[Records supplied start]
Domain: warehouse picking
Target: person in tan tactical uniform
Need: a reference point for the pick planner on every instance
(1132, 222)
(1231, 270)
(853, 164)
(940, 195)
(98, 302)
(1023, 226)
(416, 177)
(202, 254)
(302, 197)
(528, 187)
[Records supplied end]
▶ **Exercise details**
Lay out the items above as a CSV with two columns, item and answer, one row per item. Put the item's text in the first field and its answer in the second, each in a single quoted field with line breaks replaced by spaces.

▶ **The output**
item,answer
"Domain: warehouse picking Target: person in tan tactical uniform Need: a reference point for the pick planner on every instance","(1132, 222) (1231, 270) (853, 164) (940, 195) (98, 302) (1023, 226) (416, 177) (202, 254) (302, 197) (528, 187)"